## Objective
Locate each line in the items below that contains the string "white" and copy those lines out. Matching is case-sensitive.

════════

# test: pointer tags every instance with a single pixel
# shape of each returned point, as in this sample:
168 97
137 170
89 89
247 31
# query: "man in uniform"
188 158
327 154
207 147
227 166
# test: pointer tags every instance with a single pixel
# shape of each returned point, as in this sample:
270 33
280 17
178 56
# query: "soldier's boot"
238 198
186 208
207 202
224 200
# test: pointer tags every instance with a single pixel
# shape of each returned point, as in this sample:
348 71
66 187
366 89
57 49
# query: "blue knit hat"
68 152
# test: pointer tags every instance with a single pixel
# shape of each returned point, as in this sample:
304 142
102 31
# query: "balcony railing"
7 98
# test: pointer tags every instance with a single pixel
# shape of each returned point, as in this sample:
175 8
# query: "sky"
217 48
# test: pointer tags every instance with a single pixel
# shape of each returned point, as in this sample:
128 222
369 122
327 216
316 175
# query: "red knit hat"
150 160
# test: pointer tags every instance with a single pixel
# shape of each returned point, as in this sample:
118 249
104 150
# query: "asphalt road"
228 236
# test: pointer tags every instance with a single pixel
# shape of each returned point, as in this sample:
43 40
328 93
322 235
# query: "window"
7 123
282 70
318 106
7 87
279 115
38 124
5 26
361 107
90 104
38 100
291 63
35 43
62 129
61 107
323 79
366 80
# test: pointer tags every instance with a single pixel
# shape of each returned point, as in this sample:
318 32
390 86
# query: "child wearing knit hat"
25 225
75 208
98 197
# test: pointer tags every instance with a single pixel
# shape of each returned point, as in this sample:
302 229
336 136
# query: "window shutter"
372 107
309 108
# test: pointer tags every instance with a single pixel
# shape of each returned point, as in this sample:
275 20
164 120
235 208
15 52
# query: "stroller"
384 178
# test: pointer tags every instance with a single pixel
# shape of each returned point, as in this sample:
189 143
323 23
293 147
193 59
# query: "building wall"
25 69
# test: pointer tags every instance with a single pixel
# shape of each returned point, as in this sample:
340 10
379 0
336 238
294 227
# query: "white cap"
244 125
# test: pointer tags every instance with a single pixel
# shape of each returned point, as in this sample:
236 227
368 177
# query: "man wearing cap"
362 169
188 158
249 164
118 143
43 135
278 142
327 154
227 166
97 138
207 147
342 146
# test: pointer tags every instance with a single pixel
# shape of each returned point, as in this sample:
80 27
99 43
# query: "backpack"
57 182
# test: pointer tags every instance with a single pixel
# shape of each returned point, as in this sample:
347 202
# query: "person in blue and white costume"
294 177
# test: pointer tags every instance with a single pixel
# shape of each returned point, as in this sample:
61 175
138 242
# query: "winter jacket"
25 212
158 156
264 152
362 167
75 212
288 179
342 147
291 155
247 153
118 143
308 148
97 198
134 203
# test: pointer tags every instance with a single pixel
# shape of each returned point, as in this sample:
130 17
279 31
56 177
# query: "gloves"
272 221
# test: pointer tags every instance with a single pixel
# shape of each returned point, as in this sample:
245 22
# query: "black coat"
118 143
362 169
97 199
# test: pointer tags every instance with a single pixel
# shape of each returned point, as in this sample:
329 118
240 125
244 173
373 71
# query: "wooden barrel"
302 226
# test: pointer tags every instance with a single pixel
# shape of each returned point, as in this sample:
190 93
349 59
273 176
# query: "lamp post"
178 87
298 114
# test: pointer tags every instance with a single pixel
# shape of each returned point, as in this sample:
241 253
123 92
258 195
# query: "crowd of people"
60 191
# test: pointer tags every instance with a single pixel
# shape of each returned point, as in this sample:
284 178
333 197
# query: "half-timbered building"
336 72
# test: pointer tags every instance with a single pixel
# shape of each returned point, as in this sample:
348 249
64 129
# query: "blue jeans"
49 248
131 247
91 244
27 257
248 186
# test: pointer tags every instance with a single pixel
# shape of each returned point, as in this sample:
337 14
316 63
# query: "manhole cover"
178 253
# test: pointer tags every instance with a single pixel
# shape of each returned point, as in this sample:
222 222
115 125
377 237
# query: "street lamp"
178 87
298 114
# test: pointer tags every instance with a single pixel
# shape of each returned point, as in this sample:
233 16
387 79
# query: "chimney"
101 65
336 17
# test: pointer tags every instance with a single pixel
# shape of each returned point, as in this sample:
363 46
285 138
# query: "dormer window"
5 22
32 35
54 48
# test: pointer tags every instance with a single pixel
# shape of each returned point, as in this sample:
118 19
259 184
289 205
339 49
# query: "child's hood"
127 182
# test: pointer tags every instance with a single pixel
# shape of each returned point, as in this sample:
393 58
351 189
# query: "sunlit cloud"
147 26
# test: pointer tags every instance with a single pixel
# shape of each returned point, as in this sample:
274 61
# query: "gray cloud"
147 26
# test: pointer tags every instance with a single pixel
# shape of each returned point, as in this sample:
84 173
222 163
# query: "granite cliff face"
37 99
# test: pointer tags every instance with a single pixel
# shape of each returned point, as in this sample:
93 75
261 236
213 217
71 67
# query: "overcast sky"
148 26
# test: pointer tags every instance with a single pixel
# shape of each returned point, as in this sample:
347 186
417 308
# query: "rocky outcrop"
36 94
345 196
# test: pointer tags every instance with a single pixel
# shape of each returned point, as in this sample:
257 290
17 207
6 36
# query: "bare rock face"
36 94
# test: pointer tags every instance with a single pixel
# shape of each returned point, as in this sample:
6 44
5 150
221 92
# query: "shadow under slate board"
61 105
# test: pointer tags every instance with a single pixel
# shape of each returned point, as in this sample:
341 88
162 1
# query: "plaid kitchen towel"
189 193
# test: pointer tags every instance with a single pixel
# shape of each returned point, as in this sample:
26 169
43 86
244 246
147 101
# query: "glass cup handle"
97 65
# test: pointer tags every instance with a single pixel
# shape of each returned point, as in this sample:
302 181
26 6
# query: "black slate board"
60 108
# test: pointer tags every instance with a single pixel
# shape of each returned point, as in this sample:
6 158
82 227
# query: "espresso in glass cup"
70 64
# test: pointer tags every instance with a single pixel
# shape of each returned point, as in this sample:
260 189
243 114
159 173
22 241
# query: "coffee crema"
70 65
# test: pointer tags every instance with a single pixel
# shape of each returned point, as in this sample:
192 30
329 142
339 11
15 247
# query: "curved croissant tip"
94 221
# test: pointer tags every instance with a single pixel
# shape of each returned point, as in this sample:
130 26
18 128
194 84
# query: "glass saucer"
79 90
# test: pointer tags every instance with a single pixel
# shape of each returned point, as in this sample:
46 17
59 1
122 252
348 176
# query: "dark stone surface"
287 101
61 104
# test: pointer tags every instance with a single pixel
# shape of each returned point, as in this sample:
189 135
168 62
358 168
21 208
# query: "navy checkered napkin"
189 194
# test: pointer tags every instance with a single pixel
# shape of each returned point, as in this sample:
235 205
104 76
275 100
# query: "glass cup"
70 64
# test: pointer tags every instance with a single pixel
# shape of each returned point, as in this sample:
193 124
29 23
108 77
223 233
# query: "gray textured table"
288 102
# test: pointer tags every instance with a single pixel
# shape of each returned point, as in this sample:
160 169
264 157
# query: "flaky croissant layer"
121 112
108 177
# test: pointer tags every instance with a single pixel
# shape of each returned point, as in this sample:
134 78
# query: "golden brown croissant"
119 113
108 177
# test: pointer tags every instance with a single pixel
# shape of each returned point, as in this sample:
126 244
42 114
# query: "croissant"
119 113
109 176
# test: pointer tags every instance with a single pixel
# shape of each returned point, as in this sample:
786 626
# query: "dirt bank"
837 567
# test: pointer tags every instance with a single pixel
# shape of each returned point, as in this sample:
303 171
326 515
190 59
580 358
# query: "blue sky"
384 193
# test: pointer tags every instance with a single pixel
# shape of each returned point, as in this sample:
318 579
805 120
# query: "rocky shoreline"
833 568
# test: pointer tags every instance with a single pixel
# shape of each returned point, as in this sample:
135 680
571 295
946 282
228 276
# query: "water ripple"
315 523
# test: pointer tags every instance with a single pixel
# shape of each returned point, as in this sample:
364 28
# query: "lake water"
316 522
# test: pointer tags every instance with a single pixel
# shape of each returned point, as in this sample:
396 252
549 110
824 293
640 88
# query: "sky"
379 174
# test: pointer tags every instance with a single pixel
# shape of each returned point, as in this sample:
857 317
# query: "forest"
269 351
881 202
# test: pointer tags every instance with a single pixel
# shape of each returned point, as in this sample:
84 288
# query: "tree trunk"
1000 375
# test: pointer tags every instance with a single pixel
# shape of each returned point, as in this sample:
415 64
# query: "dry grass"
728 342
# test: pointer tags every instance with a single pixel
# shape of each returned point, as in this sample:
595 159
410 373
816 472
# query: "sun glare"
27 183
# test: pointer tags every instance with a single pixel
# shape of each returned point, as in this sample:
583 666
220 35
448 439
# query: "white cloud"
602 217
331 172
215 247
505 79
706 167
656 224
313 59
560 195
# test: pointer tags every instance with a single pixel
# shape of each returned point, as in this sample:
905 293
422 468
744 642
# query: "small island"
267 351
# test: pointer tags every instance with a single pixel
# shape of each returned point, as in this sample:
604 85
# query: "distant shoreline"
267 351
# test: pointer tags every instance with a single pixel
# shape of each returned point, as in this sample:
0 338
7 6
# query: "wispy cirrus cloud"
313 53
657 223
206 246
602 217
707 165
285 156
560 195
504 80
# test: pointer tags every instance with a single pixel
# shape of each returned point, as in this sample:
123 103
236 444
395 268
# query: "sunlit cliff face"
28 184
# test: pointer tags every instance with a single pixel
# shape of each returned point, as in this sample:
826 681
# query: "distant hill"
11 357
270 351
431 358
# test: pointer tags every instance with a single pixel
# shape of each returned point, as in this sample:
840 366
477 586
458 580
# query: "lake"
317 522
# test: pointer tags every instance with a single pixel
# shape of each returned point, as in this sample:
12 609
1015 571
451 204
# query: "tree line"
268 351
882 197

════════

## Exercise result
# query: "white cap"
# query: "person in blue and white costume"
# query: "white cloud"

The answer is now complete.